■ **EXCERPTED DATA**
● ● ● ● ● ● ●
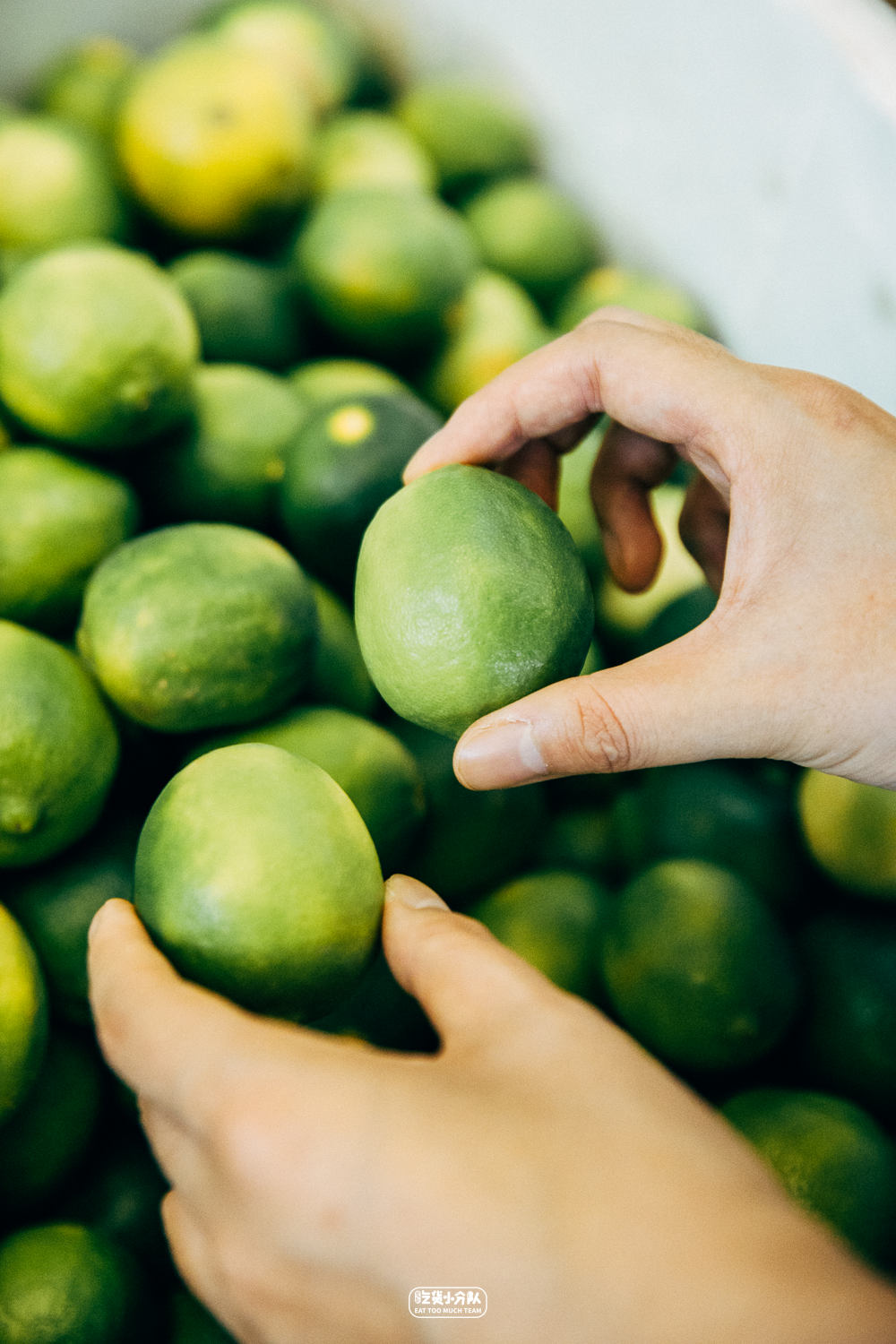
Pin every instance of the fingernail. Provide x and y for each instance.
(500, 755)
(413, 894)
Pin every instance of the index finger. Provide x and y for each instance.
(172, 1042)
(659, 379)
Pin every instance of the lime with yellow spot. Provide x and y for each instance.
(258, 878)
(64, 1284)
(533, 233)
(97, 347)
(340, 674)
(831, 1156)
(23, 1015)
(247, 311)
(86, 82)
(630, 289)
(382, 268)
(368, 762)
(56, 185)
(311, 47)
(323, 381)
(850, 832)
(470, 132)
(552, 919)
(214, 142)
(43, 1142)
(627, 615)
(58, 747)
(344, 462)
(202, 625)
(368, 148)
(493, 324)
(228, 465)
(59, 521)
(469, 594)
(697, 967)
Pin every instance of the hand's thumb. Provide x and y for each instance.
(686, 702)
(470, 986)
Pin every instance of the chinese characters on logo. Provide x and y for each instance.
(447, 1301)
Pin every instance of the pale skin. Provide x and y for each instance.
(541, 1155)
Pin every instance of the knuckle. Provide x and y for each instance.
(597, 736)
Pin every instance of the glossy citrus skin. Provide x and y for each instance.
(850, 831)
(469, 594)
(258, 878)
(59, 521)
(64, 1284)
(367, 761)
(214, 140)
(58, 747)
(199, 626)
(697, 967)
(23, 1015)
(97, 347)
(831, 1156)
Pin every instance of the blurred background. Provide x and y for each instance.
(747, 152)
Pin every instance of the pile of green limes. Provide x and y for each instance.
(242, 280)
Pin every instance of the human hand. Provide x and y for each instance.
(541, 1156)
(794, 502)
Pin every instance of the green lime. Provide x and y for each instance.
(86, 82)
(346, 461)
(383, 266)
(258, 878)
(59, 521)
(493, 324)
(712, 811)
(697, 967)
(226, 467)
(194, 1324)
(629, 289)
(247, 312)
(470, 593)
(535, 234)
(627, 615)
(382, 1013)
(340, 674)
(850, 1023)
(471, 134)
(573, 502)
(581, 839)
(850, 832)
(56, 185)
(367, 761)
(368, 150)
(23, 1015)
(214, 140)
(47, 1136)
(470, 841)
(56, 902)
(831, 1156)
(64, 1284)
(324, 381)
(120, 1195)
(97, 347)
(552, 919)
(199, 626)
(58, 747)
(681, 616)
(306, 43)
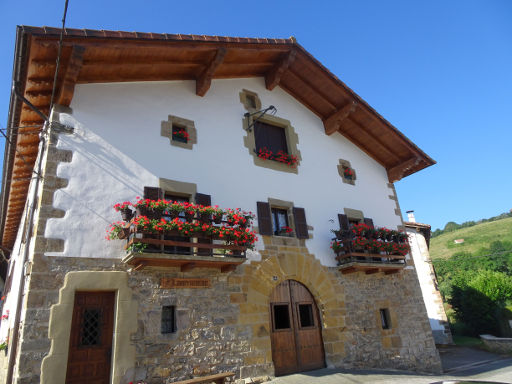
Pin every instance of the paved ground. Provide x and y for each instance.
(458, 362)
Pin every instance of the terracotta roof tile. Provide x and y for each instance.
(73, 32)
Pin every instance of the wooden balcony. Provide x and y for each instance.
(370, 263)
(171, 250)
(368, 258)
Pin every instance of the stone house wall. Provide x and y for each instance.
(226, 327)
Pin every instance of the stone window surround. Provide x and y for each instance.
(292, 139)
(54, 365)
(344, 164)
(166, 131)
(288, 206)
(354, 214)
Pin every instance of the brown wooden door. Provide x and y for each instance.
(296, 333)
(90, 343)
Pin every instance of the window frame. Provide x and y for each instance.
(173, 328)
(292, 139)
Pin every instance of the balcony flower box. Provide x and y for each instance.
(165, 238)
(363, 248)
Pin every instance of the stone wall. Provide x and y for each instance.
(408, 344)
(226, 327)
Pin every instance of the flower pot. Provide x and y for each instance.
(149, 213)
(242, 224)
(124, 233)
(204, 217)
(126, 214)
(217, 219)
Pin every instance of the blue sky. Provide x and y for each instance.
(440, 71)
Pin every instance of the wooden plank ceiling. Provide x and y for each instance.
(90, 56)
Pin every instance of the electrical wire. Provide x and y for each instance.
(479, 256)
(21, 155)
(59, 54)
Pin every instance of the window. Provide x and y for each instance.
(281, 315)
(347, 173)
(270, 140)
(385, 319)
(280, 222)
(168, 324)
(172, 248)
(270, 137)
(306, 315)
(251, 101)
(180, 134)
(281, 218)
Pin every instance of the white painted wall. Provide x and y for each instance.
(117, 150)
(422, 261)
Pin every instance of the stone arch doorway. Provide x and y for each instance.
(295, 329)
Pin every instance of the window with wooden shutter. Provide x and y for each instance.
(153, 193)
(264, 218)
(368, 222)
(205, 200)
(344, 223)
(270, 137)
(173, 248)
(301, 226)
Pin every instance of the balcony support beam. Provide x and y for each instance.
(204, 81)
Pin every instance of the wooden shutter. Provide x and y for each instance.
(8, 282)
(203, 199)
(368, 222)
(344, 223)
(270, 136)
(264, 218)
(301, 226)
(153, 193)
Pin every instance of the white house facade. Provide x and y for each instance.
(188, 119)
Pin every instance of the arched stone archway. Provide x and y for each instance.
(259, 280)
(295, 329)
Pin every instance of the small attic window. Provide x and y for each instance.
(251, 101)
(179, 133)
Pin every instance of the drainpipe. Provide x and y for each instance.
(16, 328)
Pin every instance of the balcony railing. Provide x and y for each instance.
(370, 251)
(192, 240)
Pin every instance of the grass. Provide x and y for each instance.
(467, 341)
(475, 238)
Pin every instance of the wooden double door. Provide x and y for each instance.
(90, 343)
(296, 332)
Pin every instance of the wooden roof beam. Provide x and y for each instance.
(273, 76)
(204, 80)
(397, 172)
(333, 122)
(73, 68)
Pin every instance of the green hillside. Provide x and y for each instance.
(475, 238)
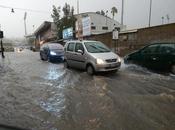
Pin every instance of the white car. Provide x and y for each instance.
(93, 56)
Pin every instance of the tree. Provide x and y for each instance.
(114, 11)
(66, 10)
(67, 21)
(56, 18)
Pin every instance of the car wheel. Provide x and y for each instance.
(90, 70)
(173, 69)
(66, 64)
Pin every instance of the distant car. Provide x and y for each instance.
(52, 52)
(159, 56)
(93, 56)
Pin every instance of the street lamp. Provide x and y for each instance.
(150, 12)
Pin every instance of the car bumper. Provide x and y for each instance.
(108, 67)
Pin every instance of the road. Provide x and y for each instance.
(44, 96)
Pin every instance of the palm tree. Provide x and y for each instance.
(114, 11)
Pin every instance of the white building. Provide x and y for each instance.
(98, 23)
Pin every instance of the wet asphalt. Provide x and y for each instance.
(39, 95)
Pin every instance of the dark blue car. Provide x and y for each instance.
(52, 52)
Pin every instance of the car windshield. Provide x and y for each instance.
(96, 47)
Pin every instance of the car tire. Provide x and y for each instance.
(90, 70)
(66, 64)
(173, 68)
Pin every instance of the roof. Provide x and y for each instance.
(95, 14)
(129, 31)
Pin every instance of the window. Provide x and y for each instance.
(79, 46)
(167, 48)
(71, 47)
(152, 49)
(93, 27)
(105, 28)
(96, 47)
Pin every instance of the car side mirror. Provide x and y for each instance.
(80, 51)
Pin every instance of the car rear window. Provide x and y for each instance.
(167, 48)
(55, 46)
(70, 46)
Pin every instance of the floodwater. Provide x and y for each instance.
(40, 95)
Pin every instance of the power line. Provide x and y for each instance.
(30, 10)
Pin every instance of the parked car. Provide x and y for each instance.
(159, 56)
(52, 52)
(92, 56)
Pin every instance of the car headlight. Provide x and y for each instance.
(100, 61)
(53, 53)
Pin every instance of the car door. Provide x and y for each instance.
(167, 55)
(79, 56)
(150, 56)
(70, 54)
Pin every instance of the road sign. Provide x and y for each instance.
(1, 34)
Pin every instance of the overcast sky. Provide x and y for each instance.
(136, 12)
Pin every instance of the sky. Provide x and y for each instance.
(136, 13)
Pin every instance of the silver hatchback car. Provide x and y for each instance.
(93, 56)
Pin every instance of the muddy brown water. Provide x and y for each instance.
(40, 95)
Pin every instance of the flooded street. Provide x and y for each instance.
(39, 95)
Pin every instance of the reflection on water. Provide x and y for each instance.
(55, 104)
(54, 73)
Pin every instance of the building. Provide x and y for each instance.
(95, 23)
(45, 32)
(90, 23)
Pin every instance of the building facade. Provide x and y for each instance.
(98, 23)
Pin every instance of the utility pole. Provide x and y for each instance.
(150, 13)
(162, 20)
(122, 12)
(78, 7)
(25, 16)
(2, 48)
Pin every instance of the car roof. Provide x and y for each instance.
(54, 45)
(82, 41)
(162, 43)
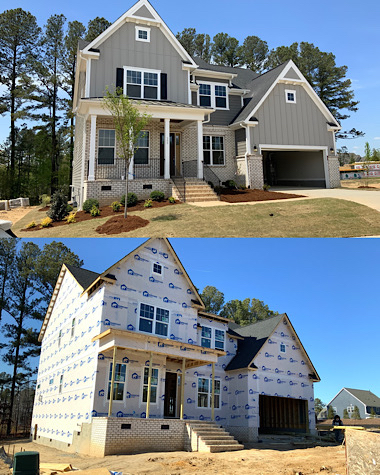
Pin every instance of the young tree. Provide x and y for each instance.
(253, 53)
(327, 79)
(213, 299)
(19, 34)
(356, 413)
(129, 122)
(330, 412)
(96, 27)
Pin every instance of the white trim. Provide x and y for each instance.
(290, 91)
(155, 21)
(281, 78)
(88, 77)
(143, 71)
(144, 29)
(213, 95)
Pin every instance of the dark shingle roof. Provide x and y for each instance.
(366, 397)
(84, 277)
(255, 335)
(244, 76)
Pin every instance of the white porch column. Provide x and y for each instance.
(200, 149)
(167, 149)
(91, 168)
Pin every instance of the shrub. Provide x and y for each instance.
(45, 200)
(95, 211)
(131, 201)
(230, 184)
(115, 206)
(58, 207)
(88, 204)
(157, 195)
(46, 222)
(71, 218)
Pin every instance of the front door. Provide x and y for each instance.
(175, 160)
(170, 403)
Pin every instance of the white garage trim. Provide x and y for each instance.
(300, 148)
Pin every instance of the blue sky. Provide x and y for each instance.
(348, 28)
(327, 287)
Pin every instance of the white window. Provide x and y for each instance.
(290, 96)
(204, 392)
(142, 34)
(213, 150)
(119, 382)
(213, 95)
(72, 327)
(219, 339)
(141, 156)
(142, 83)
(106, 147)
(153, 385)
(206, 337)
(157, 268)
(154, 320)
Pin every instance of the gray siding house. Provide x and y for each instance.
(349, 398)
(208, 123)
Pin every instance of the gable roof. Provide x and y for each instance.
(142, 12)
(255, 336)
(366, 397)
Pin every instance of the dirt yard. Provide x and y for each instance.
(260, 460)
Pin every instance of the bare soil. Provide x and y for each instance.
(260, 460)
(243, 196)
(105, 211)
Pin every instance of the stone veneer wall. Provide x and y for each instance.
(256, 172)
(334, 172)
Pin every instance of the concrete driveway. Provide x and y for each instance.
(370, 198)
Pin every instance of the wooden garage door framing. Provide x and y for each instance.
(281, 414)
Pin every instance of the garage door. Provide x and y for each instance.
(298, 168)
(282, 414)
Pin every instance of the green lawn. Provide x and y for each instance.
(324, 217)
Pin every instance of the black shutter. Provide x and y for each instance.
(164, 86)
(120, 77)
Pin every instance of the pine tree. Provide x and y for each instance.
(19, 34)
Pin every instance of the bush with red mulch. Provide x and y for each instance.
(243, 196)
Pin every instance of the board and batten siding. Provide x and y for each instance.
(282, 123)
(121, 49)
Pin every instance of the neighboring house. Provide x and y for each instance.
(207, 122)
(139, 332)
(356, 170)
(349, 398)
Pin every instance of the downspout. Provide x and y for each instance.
● ● ● ● ● ● ●
■ **EXERCISE REQUIREMENTS**
From the "Pin every instance of the gable" line to the close of the listing, restate each line word for word.

■ **SOLUTION**
Pin every instance of the gable roof. Provide x and y for each instance.
(142, 12)
(255, 336)
(366, 397)
Pin every instance of the dirt yard. Provide x and y for each instance.
(260, 460)
Pin every instance of the bare soil. Provide x and y for each instance.
(260, 460)
(243, 196)
(105, 211)
Pin every instance of the stone veneer wall. Provide x and y for each instance.
(256, 172)
(334, 172)
Pin every instance of the concrete driveway. Provide x and y for each instance.
(370, 198)
Pin every instance of the wooden garage door framing. Provide x and y for each instance.
(281, 414)
Pin every instance of the garage door. Provide x and y for each instance.
(298, 168)
(282, 414)
Pin every instance of the green lawn. Provide x and y for each instance.
(324, 217)
Pin every instance of the black shutter. Provide x and y for each instance.
(164, 86)
(120, 77)
Pin every instance of the pine tree. Provide x and y for each instance.
(19, 34)
Pin every instance of the bush with red mulch. Provide x and y for each instance.
(243, 196)
Pin every instance of the board and batten siding. Provide x and y for each instance.
(282, 123)
(121, 49)
Pin every instance of the neighboring house. Provide x and y for each instance.
(207, 122)
(139, 332)
(356, 170)
(349, 398)
Pin every instance of the downspout. Provide x and y for each instance.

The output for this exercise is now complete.